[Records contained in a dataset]
*****

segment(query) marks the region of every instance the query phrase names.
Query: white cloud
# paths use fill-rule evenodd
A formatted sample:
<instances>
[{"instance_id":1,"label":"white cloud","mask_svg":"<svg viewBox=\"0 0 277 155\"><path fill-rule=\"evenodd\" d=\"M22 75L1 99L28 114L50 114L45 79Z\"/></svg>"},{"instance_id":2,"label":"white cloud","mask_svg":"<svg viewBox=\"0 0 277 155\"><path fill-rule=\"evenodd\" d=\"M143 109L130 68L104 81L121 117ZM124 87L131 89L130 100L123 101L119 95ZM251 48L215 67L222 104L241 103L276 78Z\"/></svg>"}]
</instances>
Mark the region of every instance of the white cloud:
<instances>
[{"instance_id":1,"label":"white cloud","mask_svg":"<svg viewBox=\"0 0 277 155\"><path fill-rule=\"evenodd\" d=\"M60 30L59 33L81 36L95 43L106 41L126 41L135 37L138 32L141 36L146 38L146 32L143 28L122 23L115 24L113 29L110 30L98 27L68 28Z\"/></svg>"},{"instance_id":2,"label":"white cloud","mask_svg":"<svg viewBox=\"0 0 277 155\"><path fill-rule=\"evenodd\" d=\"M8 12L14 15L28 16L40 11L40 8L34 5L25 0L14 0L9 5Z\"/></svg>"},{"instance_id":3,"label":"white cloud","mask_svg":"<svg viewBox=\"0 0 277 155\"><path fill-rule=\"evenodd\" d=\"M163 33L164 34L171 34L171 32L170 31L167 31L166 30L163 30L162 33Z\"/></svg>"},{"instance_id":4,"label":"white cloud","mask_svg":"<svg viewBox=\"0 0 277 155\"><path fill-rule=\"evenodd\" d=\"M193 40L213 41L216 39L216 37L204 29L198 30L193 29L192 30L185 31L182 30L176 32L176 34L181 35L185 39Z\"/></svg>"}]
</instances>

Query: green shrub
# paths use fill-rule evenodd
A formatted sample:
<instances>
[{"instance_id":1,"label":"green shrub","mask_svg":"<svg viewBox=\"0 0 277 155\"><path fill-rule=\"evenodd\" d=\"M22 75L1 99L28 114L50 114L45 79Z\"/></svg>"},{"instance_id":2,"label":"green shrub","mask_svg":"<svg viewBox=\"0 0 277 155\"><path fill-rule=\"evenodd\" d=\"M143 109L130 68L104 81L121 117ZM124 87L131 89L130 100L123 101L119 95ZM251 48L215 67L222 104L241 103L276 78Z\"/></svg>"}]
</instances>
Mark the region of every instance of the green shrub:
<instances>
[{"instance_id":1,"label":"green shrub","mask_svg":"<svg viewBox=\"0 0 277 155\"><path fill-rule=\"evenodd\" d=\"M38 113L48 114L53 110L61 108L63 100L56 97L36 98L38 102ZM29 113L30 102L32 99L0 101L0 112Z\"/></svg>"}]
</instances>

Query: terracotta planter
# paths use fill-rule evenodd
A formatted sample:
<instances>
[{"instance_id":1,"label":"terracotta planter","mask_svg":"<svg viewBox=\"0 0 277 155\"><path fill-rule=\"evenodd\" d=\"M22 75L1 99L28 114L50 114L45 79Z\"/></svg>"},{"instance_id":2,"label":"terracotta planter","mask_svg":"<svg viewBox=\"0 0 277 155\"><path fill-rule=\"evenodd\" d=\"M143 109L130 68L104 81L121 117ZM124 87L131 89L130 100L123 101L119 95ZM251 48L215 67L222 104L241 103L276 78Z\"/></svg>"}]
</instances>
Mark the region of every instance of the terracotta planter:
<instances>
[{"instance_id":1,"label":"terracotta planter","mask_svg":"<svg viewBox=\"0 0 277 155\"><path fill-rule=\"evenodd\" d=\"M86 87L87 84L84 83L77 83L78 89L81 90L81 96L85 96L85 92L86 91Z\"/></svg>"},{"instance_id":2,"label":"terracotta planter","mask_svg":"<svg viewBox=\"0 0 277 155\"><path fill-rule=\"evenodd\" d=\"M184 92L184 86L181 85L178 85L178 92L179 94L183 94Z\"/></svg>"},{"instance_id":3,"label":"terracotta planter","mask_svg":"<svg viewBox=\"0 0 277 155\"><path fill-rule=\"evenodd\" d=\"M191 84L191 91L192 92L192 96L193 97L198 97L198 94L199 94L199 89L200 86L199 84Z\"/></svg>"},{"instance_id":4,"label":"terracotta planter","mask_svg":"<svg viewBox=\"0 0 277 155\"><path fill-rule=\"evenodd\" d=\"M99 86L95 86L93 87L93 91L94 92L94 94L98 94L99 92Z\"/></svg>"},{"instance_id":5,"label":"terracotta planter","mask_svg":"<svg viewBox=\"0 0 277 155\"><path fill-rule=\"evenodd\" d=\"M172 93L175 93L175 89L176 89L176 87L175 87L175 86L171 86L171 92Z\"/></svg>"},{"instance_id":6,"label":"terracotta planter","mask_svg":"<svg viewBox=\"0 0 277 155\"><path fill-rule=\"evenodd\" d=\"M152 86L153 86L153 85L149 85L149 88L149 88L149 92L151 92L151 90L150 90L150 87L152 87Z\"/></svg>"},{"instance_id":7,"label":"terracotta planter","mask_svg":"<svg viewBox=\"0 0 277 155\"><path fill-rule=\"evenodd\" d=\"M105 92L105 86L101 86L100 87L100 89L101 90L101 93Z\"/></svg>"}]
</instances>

*****

Extract all of the data exactly as written.

segment(query) marks the region of every instance the query phrase names.
Query: white cloud
# paths use fill-rule evenodd
A formatted sample:
<instances>
[{"instance_id":1,"label":"white cloud","mask_svg":"<svg viewBox=\"0 0 277 155\"><path fill-rule=\"evenodd\" d=\"M22 75L1 99L28 114L50 114L45 79Z\"/></svg>"},{"instance_id":2,"label":"white cloud","mask_svg":"<svg viewBox=\"0 0 277 155\"><path fill-rule=\"evenodd\" d=\"M143 109L130 68L104 81L121 117ZM124 87L131 89L130 100L123 101L119 95ZM251 48L215 67L222 104L241 103L276 78Z\"/></svg>"}]
</instances>
Mark the region of every instance of the white cloud:
<instances>
[{"instance_id":1,"label":"white cloud","mask_svg":"<svg viewBox=\"0 0 277 155\"><path fill-rule=\"evenodd\" d=\"M60 30L59 33L81 36L95 43L106 41L126 41L135 37L138 32L141 36L146 38L146 32L143 28L122 23L115 24L113 29L110 30L98 27L68 28Z\"/></svg>"},{"instance_id":2,"label":"white cloud","mask_svg":"<svg viewBox=\"0 0 277 155\"><path fill-rule=\"evenodd\" d=\"M8 12L14 15L28 16L40 11L40 8L34 5L25 0L14 0L9 5Z\"/></svg>"},{"instance_id":3,"label":"white cloud","mask_svg":"<svg viewBox=\"0 0 277 155\"><path fill-rule=\"evenodd\" d=\"M163 33L164 34L171 34L171 32L170 31L167 31L166 30L163 30L162 33Z\"/></svg>"},{"instance_id":4,"label":"white cloud","mask_svg":"<svg viewBox=\"0 0 277 155\"><path fill-rule=\"evenodd\" d=\"M193 40L213 41L216 39L216 37L204 29L198 30L193 29L192 30L185 31L182 30L176 32L176 34L181 35L185 39Z\"/></svg>"}]
</instances>

Query: green shrub
# paths use fill-rule evenodd
A formatted sample:
<instances>
[{"instance_id":1,"label":"green shrub","mask_svg":"<svg viewBox=\"0 0 277 155\"><path fill-rule=\"evenodd\" d=\"M22 75L1 99L28 114L50 114L45 79Z\"/></svg>"},{"instance_id":2,"label":"green shrub","mask_svg":"<svg viewBox=\"0 0 277 155\"><path fill-rule=\"evenodd\" d=\"M143 109L130 68L104 81L121 117ZM124 87L131 89L130 100L123 101L119 95ZM251 48L215 67L222 104L241 103L276 78Z\"/></svg>"}]
</instances>
Mark the region of every instance of the green shrub:
<instances>
[{"instance_id":1,"label":"green shrub","mask_svg":"<svg viewBox=\"0 0 277 155\"><path fill-rule=\"evenodd\" d=\"M38 113L48 114L53 110L61 108L63 100L56 97L36 98L38 102ZM29 113L30 102L32 99L0 101L0 112Z\"/></svg>"}]
</instances>

Query: terracotta planter
# paths use fill-rule evenodd
A formatted sample:
<instances>
[{"instance_id":1,"label":"terracotta planter","mask_svg":"<svg viewBox=\"0 0 277 155\"><path fill-rule=\"evenodd\" d=\"M22 75L1 99L28 114L50 114L45 79Z\"/></svg>"},{"instance_id":2,"label":"terracotta planter","mask_svg":"<svg viewBox=\"0 0 277 155\"><path fill-rule=\"evenodd\" d=\"M143 109L130 68L104 81L121 117ZM124 87L131 89L130 100L123 101L119 95ZM251 48L215 67L222 104L241 103L276 78Z\"/></svg>"}]
</instances>
Mark the region of every instance of the terracotta planter:
<instances>
[{"instance_id":1,"label":"terracotta planter","mask_svg":"<svg viewBox=\"0 0 277 155\"><path fill-rule=\"evenodd\" d=\"M86 87L87 84L84 83L77 83L78 89L81 90L81 96L85 96L85 92L86 91Z\"/></svg>"},{"instance_id":2,"label":"terracotta planter","mask_svg":"<svg viewBox=\"0 0 277 155\"><path fill-rule=\"evenodd\" d=\"M184 92L184 86L181 85L178 85L178 92L179 94L183 94Z\"/></svg>"},{"instance_id":3,"label":"terracotta planter","mask_svg":"<svg viewBox=\"0 0 277 155\"><path fill-rule=\"evenodd\" d=\"M191 84L191 91L192 92L192 96L193 97L198 97L198 94L199 94L199 89L200 86L199 84Z\"/></svg>"},{"instance_id":4,"label":"terracotta planter","mask_svg":"<svg viewBox=\"0 0 277 155\"><path fill-rule=\"evenodd\" d=\"M99 86L95 86L93 87L93 91L94 92L94 94L98 94L99 92Z\"/></svg>"},{"instance_id":5,"label":"terracotta planter","mask_svg":"<svg viewBox=\"0 0 277 155\"><path fill-rule=\"evenodd\" d=\"M172 93L175 93L175 89L176 89L176 87L175 87L175 86L171 86L171 92Z\"/></svg>"},{"instance_id":6,"label":"terracotta planter","mask_svg":"<svg viewBox=\"0 0 277 155\"><path fill-rule=\"evenodd\" d=\"M152 86L153 86L153 85L149 85L149 88L149 88L149 92L151 92L151 90L150 90L150 87L152 87Z\"/></svg>"},{"instance_id":7,"label":"terracotta planter","mask_svg":"<svg viewBox=\"0 0 277 155\"><path fill-rule=\"evenodd\" d=\"M105 92L105 86L101 86L100 87L100 89L101 90L101 93Z\"/></svg>"}]
</instances>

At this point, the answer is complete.